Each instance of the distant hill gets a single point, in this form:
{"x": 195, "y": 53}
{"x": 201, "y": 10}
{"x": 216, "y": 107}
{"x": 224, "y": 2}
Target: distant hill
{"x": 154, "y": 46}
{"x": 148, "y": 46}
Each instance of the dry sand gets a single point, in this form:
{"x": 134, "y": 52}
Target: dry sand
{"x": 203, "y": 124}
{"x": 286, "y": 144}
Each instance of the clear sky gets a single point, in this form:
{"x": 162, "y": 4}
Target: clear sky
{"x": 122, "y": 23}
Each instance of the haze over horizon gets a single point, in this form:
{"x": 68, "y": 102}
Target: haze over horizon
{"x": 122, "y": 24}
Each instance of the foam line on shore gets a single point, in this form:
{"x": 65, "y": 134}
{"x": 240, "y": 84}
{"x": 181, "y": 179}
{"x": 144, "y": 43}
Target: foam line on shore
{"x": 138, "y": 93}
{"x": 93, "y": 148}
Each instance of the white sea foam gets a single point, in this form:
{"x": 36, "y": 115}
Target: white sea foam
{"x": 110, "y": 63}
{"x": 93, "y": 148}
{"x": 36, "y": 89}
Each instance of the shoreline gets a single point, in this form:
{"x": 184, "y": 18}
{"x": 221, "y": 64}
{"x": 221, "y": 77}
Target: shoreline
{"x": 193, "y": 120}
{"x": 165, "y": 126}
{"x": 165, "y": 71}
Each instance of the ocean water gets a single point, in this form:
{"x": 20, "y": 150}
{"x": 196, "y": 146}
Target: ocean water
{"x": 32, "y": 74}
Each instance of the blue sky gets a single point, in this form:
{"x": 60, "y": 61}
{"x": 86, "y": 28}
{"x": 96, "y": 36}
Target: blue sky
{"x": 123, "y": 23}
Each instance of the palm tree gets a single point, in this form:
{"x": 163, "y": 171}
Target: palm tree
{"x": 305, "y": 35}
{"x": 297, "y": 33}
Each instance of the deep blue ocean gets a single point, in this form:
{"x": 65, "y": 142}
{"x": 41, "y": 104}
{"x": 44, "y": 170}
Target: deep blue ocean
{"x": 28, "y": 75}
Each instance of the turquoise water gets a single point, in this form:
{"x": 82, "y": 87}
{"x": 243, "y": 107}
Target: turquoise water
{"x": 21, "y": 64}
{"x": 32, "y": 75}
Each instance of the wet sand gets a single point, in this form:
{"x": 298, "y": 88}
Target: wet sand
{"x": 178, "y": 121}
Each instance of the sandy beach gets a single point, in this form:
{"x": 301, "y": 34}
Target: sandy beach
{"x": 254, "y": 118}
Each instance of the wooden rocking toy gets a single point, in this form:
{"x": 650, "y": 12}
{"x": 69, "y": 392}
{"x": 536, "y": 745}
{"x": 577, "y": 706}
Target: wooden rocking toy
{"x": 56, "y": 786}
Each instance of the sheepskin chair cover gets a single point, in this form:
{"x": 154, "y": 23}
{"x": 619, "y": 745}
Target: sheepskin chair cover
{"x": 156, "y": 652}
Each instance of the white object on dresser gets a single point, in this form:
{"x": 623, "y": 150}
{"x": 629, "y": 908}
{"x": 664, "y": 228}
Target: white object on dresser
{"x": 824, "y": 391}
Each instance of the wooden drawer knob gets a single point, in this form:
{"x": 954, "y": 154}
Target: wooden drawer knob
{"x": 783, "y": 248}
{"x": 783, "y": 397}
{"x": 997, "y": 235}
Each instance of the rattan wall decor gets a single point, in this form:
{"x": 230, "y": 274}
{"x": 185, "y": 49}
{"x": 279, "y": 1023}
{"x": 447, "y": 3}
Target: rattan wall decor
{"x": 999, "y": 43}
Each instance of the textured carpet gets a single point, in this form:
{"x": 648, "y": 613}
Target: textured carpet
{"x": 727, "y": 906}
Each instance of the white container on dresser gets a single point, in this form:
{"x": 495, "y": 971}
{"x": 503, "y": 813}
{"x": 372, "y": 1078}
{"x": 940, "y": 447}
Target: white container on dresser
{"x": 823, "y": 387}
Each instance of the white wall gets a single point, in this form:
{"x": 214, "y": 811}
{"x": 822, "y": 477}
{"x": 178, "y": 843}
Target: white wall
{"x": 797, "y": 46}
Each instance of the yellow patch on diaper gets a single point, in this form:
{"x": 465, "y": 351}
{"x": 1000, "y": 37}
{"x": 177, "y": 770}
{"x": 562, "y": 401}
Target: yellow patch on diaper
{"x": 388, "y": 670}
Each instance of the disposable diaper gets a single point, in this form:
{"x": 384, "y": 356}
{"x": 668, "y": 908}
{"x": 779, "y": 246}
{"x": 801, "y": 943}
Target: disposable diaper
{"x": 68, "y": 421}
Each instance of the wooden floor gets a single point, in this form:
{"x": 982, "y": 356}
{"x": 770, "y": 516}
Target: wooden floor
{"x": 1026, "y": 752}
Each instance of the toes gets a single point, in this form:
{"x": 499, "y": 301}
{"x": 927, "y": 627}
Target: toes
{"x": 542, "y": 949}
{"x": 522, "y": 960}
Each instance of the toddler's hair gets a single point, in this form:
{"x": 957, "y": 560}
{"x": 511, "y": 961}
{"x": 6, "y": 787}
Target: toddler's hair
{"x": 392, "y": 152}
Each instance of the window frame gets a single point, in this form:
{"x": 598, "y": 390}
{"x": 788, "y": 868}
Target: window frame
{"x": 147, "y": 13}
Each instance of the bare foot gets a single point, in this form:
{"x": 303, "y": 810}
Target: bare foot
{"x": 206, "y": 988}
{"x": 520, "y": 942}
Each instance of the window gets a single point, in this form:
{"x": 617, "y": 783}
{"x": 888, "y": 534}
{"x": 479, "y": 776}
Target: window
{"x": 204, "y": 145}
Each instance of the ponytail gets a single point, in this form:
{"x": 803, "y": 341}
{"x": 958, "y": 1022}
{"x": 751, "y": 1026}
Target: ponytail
########
# REQUIREMENT
Please write out all of the rows above again, copying each line character for character.

# WRITTEN RESPONSE
Each instance of the distant hill gets a single point, in this form:
{"x": 195, "y": 53}
{"x": 201, "y": 10}
{"x": 216, "y": 107}
{"x": 224, "y": 2}
Target: distant hill
{"x": 154, "y": 46}
{"x": 148, "y": 46}
Each instance of the dry sand gets a single point, in this form:
{"x": 134, "y": 52}
Target: dry sand
{"x": 203, "y": 124}
{"x": 286, "y": 144}
Each instance of the clear sky gets a single point, in this form:
{"x": 162, "y": 4}
Target: clear sky
{"x": 122, "y": 23}
Each instance of the haze over horizon gets a single point, in this form:
{"x": 68, "y": 102}
Target: haze over horizon
{"x": 122, "y": 24}
Each instance of the foam line on shore gets a single point, in this form:
{"x": 65, "y": 134}
{"x": 240, "y": 84}
{"x": 181, "y": 179}
{"x": 144, "y": 43}
Target: foam line on shore
{"x": 138, "y": 93}
{"x": 93, "y": 148}
Each instance of the white sea foam gets a single point, in this form:
{"x": 36, "y": 115}
Target: white sea foam
{"x": 110, "y": 63}
{"x": 93, "y": 148}
{"x": 36, "y": 89}
Each instance of the shoreline gets a single point, in this form:
{"x": 184, "y": 18}
{"x": 221, "y": 64}
{"x": 221, "y": 77}
Target: shoreline
{"x": 193, "y": 120}
{"x": 165, "y": 126}
{"x": 165, "y": 71}
Each instance of the ocean water gets a single point, in this form:
{"x": 20, "y": 150}
{"x": 196, "y": 146}
Target: ocean water
{"x": 32, "y": 74}
Each instance of the blue sky gets a single point, in this form:
{"x": 60, "y": 61}
{"x": 86, "y": 28}
{"x": 96, "y": 36}
Target: blue sky
{"x": 123, "y": 23}
Each instance of the palm tree gets a single point, in this form:
{"x": 163, "y": 171}
Target: palm tree
{"x": 305, "y": 35}
{"x": 297, "y": 33}
Each instance of the deep blue ocean gets a single point, in this form:
{"x": 65, "y": 142}
{"x": 41, "y": 104}
{"x": 44, "y": 170}
Target: deep blue ocean
{"x": 28, "y": 75}
Each instance of the turquoise water gets a single point, in this form:
{"x": 82, "y": 87}
{"x": 243, "y": 107}
Target: turquoise water
{"x": 21, "y": 64}
{"x": 32, "y": 75}
Each instance of the wet sand gets a single point, in this form:
{"x": 298, "y": 88}
Target: wet sand
{"x": 178, "y": 121}
Each instance of the sandy beach gets a single point, in this form:
{"x": 301, "y": 34}
Target: sandy beach
{"x": 254, "y": 118}
Each instance of the wooden rocking toy gets a single point, in this form:
{"x": 650, "y": 12}
{"x": 69, "y": 392}
{"x": 536, "y": 745}
{"x": 577, "y": 706}
Target: wooden rocking toy
{"x": 56, "y": 786}
Each instance of the sheepskin chair cover gets a single point, in this form:
{"x": 154, "y": 23}
{"x": 619, "y": 745}
Target: sheepskin chair cover
{"x": 156, "y": 652}
Each instance of the white object on dresser gets a single point, in this form:
{"x": 623, "y": 150}
{"x": 629, "y": 908}
{"x": 664, "y": 228}
Target: white object on dresser
{"x": 824, "y": 391}
Each instance of the wooden drawer knob gets a single point, in this form:
{"x": 954, "y": 154}
Target: wooden drawer knob
{"x": 783, "y": 248}
{"x": 783, "y": 397}
{"x": 997, "y": 235}
Each instance of the rattan wall decor gets a single point, in this form:
{"x": 230, "y": 274}
{"x": 185, "y": 49}
{"x": 279, "y": 1023}
{"x": 447, "y": 3}
Target: rattan wall decor
{"x": 999, "y": 43}
Each instance of the textured carpet gets a single point, in this form:
{"x": 648, "y": 613}
Target: textured carpet
{"x": 727, "y": 906}
Each instance of the white container on dresser gets a single point, in this form:
{"x": 495, "y": 971}
{"x": 503, "y": 813}
{"x": 372, "y": 1078}
{"x": 940, "y": 447}
Target: white container on dresser
{"x": 823, "y": 387}
Each instance of the white wall gets a single point, in this form:
{"x": 214, "y": 811}
{"x": 822, "y": 477}
{"x": 178, "y": 843}
Target: white wall
{"x": 797, "y": 46}
Each instance of the yellow patch on diaper gets a single point, in this form:
{"x": 465, "y": 351}
{"x": 1000, "y": 37}
{"x": 177, "y": 770}
{"x": 562, "y": 401}
Target: yellow patch on diaper
{"x": 388, "y": 670}
Each instance of the disposable diaper gets a single point, in this form:
{"x": 384, "y": 356}
{"x": 668, "y": 908}
{"x": 779, "y": 246}
{"x": 801, "y": 943}
Target: disposable diaper
{"x": 68, "y": 421}
Each instance of the wooden floor gets a single point, in this form:
{"x": 982, "y": 356}
{"x": 770, "y": 516}
Target: wooden floor
{"x": 1026, "y": 752}
Each instance of the toes gets a single point, in this form:
{"x": 499, "y": 301}
{"x": 927, "y": 627}
Target: toes
{"x": 542, "y": 949}
{"x": 522, "y": 960}
Each instance of the toddler's hair gets a single point, in this form:
{"x": 957, "y": 560}
{"x": 511, "y": 961}
{"x": 6, "y": 787}
Target: toddler's hair
{"x": 392, "y": 152}
Each instance of the window frame gets a single point, in this form:
{"x": 598, "y": 390}
{"x": 788, "y": 868}
Target: window frame
{"x": 147, "y": 13}
Each instance of the bare foot gets a single point, in this form:
{"x": 303, "y": 810}
Target: bare foot
{"x": 206, "y": 988}
{"x": 520, "y": 942}
Each instance of the window gets a single point, in this form:
{"x": 617, "y": 783}
{"x": 888, "y": 534}
{"x": 479, "y": 776}
Target: window
{"x": 204, "y": 145}
Each instance of the ponytail gets a single point, in this form:
{"x": 803, "y": 341}
{"x": 958, "y": 1022}
{"x": 751, "y": 1026}
Target: ponytail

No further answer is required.